| Your instructions |
Please put the lines of the material below into a JSON list of strings, one string per line, with blank lines left out. Leave the pictures out of the answer.

________________

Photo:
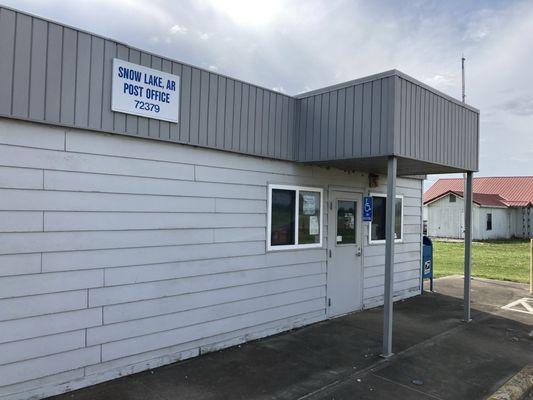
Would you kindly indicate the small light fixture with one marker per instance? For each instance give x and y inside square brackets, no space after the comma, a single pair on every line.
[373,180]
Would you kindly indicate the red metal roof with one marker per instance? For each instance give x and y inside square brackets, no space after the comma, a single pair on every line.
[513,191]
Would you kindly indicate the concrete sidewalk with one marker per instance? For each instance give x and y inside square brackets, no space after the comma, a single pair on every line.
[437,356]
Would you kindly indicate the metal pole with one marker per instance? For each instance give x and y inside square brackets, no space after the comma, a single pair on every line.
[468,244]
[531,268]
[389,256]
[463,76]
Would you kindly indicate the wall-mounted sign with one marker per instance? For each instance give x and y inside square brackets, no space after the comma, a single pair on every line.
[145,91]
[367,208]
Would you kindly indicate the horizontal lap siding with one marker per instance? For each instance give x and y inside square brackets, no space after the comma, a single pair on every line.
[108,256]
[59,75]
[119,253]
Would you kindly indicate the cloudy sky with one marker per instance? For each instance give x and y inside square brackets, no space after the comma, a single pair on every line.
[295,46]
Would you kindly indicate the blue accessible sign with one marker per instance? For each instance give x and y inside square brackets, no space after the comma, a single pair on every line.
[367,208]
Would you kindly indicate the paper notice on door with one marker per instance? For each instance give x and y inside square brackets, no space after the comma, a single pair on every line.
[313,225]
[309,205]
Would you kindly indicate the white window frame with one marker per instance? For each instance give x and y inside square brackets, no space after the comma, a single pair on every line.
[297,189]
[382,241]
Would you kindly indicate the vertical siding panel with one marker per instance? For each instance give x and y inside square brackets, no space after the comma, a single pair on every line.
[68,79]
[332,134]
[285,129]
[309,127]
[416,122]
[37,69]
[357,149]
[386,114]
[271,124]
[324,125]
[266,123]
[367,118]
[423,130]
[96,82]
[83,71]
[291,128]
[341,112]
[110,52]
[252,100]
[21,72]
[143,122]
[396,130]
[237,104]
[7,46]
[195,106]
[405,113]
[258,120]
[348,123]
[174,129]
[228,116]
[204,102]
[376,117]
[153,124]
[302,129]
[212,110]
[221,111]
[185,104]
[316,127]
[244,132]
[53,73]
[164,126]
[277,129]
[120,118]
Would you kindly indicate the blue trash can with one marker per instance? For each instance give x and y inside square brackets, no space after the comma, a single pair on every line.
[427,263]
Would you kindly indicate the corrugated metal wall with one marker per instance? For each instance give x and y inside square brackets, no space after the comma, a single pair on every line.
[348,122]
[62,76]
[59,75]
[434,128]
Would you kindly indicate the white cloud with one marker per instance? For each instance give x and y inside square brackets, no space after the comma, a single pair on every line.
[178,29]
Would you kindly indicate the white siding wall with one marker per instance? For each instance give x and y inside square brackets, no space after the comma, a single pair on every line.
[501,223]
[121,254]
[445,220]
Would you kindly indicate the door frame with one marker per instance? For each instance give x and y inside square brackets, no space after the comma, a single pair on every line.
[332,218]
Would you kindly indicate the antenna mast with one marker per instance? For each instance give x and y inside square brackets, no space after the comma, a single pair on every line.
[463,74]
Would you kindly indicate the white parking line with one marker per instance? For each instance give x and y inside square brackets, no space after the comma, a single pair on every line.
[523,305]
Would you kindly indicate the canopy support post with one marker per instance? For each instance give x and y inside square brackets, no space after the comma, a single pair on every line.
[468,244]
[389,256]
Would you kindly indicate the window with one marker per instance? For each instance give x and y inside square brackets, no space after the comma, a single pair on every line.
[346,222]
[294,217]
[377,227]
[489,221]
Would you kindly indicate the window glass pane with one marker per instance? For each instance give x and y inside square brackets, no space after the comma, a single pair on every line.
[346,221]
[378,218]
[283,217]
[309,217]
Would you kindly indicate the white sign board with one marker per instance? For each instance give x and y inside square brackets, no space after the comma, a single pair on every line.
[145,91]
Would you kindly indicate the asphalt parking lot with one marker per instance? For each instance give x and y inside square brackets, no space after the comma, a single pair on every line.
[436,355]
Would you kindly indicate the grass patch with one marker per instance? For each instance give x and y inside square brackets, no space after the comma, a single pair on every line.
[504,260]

________________

| Written response |
[
  "Photo:",
  "Would you kindly indicate the small light fixture with one marker per instance? For each instance give x and y inside square brackets, no space after the comma, a single pair on every line.",
  "[373,180]",
  "Would you kindly indicate the red metal roof with one marker per instance? For each instance give x and y inside square brackets, no space after the comma, a single pair on every line.",
  "[513,191]",
  "Would you kindly indicate the concrete sidewalk with one marker per instance? For each instance give x and y inside square brackets, no space after the comma, a single pair on every line.",
  "[437,356]",
  "Would you kindly indicate the metal pole with one marker per instance? For each instance give x and y inside square brackets, no space after the comma, a single pair on every line.",
  "[468,244]",
  "[531,268]",
  "[389,256]",
  "[463,76]",
  "Would you kindly indicate the wall-mounted sign with one marker per instance? For each instance give x and y inside square brackets, no space after the comma, a single pair on every line.",
  "[145,91]",
  "[367,208]",
  "Would you kindly indicate the horizontal lap siding with one marker per instance? For each instance give x and y inside square brackets, no space after the comma, a single pair on every line.",
  "[108,256]",
  "[59,75]",
  "[119,253]",
  "Would you kindly indicate the cloudy sky with one marker per instance? For each instance give x and y inside square brackets, no space after the comma, a single pair on every line.",
  "[295,46]",
  "Would you kindly indicate the blue accessible sign with one marker per instance? For each instance give x and y inside square brackets, no space after the comma, a single pair on every line.",
  "[367,208]",
  "Would you kindly indicate the paper notice on door with one marker per instance? For each instance give x and y inside square brackets, no space after the comma, a single pair on every line.",
  "[313,225]",
  "[309,205]",
  "Would you kindly indicate the white window frame with one marker per instance? For each instance give x and y inside square brackets, no space after the comma, a single pair on every line.",
  "[297,189]",
  "[382,241]",
  "Would you kindly indicate the vertical siding panel with one marker per instance? For each instance give x and y inside square brackets, no space after the comma, a single pair on every line.",
  "[68,79]",
  "[332,134]",
  "[285,129]",
  "[309,127]",
  "[416,122]",
  "[37,69]",
  "[357,149]",
  "[386,114]",
  "[271,124]",
  "[324,125]",
  "[266,123]",
  "[367,118]",
  "[423,130]",
  "[96,82]",
  "[83,71]",
  "[291,128]",
  "[341,112]",
  "[110,52]",
  "[252,100]",
  "[21,72]",
  "[143,122]",
  "[396,130]",
  "[237,104]",
  "[7,46]",
  "[195,106]",
  "[405,113]",
  "[258,120]",
  "[348,123]",
  "[174,129]",
  "[228,116]",
  "[204,102]",
  "[376,117]",
  "[153,124]",
  "[302,129]",
  "[212,110]",
  "[221,111]",
  "[185,104]",
  "[316,127]",
  "[244,132]",
  "[53,73]",
  "[164,126]",
  "[277,129]",
  "[120,118]",
  "Would you kindly indicate the blue trash can with one marker per instance? For each instance give x and y inside square brackets, no space after the comma, a single pair on every line.",
  "[427,263]",
  "Would you kindly indicate the corrugated metal wall with one marker per instance? For each instance give x and y inside square brackets, no space after the comma, a single pair on every line.",
  "[348,122]",
  "[62,76]",
  "[59,75]",
  "[434,128]",
  "Would you kindly indicate the white cloud with one marker per instance? For each instance give x and y inside square brackets, no space after the comma, a single pair on every line.",
  "[178,29]",
  "Would you kindly indicate the white siding wall with one marker per instance? For each instance give x and y inside square brackets, no space after the comma, a single pair on every line.",
  "[501,223]",
  "[121,254]",
  "[445,220]",
  "Would you kindly indicate the door frame with one marker per instance? For each instance give x and y inside square brackets, no space after the comma, a single pair on every line.",
  "[332,218]",
  "Would you kindly indicate the antenna mast with one marker per instance? For each instance give x and y inside square brackets, no space after the comma, a single pair on every line.",
  "[463,74]",
  "Would you kindly indicate the white parking line with one marker per instance? For each instance give x and y inside square brackets, no space after the comma, a single pair on every line.",
  "[523,305]",
  "Would you kindly indicate the canopy support post with one marker per instance? For each instance give x and y inside square brackets, no space after the comma, a single pair on every line.",
  "[468,244]",
  "[389,256]",
  "Would you kindly indicate the window with one marker per instance? For each instance give x and y inside square brackets, no space after the comma, a single pair on every line.",
  "[346,222]",
  "[294,217]",
  "[377,227]",
  "[489,221]",
  "Would you kindly indicate the window glass pane with one marker per instance? For each instance give x and y inside square brackets, no space after the comma, a single pair on every line.",
  "[346,221]",
  "[378,218]",
  "[283,217]",
  "[309,217]",
  "Would you kindly indicate the white sign board with one marker per instance? For each instance give x and y inside square brackets, no space after the comma, a single pair on every line.",
  "[145,91]",
  "Would you kindly indicate the asphalt parking lot with one marker per instance? For each instance give x and y inside square brackets, no space after the comma, a single pair on every line.",
  "[436,355]",
  "Would you kindly indicate the grass patch with one marker per instance? For each instance give x and y inside square brackets, no space after the comma, a single pair on every line.",
  "[504,260]"
]